→ TASK REQUIREMENTS:
Count the lines in the items below that contain the string "window". Reply with the number only.

→ RECORDS SHOWN:
** Start **
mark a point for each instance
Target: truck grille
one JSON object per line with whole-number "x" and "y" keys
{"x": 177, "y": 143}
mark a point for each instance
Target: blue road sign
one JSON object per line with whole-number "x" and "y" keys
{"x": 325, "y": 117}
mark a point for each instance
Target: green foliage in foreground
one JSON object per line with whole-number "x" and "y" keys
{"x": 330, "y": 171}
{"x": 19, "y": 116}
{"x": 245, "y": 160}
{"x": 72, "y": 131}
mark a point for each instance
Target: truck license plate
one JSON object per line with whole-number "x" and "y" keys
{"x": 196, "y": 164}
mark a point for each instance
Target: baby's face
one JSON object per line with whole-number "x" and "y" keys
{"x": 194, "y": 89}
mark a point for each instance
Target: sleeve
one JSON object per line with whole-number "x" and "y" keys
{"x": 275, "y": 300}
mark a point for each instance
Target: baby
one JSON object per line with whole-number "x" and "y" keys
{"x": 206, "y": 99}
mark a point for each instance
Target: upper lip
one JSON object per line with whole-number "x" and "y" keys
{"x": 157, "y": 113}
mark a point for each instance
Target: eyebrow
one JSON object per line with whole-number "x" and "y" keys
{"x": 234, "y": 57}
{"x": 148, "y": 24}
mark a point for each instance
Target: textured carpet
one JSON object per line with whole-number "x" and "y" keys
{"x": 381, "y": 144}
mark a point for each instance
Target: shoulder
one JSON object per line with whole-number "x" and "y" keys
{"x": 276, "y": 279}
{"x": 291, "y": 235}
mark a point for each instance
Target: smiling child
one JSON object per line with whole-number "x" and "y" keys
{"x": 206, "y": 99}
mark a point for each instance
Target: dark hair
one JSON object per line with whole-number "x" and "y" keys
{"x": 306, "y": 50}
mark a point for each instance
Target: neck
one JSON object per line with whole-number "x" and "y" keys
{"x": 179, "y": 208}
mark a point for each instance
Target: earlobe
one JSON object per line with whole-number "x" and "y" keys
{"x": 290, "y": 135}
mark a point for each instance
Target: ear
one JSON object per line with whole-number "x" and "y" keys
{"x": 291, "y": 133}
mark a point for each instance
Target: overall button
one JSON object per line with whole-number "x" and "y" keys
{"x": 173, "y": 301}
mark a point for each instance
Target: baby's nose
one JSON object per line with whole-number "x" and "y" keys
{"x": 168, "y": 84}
** End **
** Start **
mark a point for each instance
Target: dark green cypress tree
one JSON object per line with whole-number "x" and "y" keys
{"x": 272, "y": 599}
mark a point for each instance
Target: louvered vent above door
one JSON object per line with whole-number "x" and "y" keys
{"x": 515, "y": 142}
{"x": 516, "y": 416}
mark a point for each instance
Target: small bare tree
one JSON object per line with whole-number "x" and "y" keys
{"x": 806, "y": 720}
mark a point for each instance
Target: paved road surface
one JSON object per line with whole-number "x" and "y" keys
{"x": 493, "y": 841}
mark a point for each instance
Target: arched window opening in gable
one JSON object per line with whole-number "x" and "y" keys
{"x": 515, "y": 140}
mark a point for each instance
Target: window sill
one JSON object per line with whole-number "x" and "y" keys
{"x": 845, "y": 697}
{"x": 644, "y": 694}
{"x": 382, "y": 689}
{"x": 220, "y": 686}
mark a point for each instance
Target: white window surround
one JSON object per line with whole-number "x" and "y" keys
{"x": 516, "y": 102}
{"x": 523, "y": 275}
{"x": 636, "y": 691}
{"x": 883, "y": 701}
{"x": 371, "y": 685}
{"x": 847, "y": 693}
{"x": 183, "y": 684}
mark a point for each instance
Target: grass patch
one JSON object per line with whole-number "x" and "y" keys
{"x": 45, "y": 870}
** End **
→ RESULT FOR THIS TASK:
3